EXERCISE 1: Copy the article on Canadians and mobile security from "By JoAnne Sommers" to "35 million people.", renaming "survey" as "poll".
EXERCISE 2:
Answer these questions from the article on Canadians and mobile security.
(a) What percentage of Canadian adults use a smartphone?
(b) What was the cost of cybercrime in Canada in 2013?
(c) What position does Stephen Trilling hold?

+++ PASSAGE TO READ

By JoAnne Sommers
We Canadians sure love our mobile devices. Since the end of 2012, the percentage of Canadian adults who use a smartphone has nearly doubled to 56 per cent, according to a recent Google survey. At present, there are over 26 million mobile phones in this country for a population of about 35 million people.
The Google survey found that more than one-third of us would rather get rid of our televisions than part with our smartphones. And eight out of 10 smartphone owners surveyed said they don’t leave home without their mobile devices.
Yet most Canadians fail to take even the most elementary steps to protect the wealth of sensitive information – pictures, texts, emails, work files and banking information – stored on these devices.
Only 25 per cent of Canada’s smartphone users have basic free security software and 60 per cent of mobile users don’t know that security programs for their smartphones and tablets exist, according to the 2013 Norton Cybercrime Report from Symantec, a U.S.-based software security maker.
That ignorance exacts a steep price. According to the Norton report, cybercrime is on the rise in Canada: its cost more than doubled from $1.44 billion to $3.09 billion between 2012 and 2013. The report also estimated that seven million people in Canada have been victims of cybercrime in the past 12 months at an average cost of about $380 per victim.
Today’s cyber-criminals are using more sophisticated methods, such as spear-phishing – an advanced form of phishing, where cyber-criminals target their victims by sending malicious links to their email – and ransomware – when a cyber-criminal gains access to your computer or smartphone and locks it, preventing you from accessing any of the information inside it.
These attacks yield more money per attack than ever before, says Stephen Trilling, Chief Technology Officer, Symantec.

++++++
+++ RECORDED INFORMATION

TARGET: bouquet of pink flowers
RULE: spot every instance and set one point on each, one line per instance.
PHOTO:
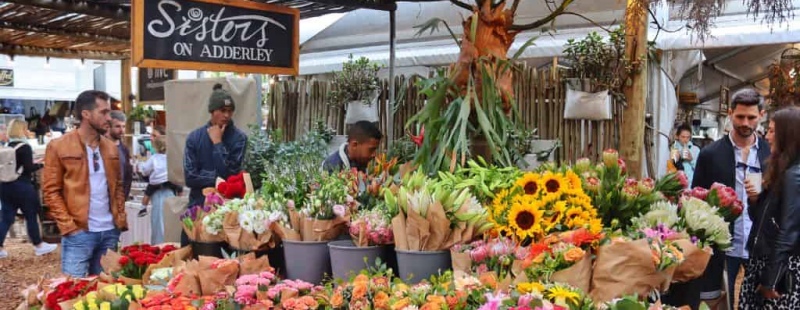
(372, 227)
(722, 197)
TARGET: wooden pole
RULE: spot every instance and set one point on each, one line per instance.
(633, 117)
(127, 105)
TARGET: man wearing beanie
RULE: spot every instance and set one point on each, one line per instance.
(214, 150)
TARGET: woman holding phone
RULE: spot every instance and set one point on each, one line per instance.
(772, 274)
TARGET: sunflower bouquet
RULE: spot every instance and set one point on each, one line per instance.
(541, 204)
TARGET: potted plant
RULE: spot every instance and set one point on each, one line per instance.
(357, 88)
(141, 115)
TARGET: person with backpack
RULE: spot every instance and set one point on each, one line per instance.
(18, 191)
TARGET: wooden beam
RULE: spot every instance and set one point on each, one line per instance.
(42, 29)
(633, 117)
(10, 49)
(80, 7)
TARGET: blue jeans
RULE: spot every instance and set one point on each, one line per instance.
(157, 215)
(20, 194)
(80, 253)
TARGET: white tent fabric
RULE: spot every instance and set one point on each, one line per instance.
(662, 80)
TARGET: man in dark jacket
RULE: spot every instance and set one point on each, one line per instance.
(214, 150)
(728, 161)
(116, 133)
(363, 141)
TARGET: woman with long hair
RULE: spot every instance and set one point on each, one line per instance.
(21, 194)
(773, 271)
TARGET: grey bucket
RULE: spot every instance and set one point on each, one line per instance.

++++++

ANSWER SPACE 1:
By JoAnne Sommers
We Canadians sure love our mobile devices. Since the end of 2012, the percentage of Canadian adults who use a smartphone has nearly doubled to 56 per cent, according to a recent Google poll. At present, there are over 26 million mobile phones in this country for a population of about 35 million people.

ANSWER SPACE 2:
(a) 56 per cent
(b) $3.09 billion
(c) Chief Technology Officer, Symantec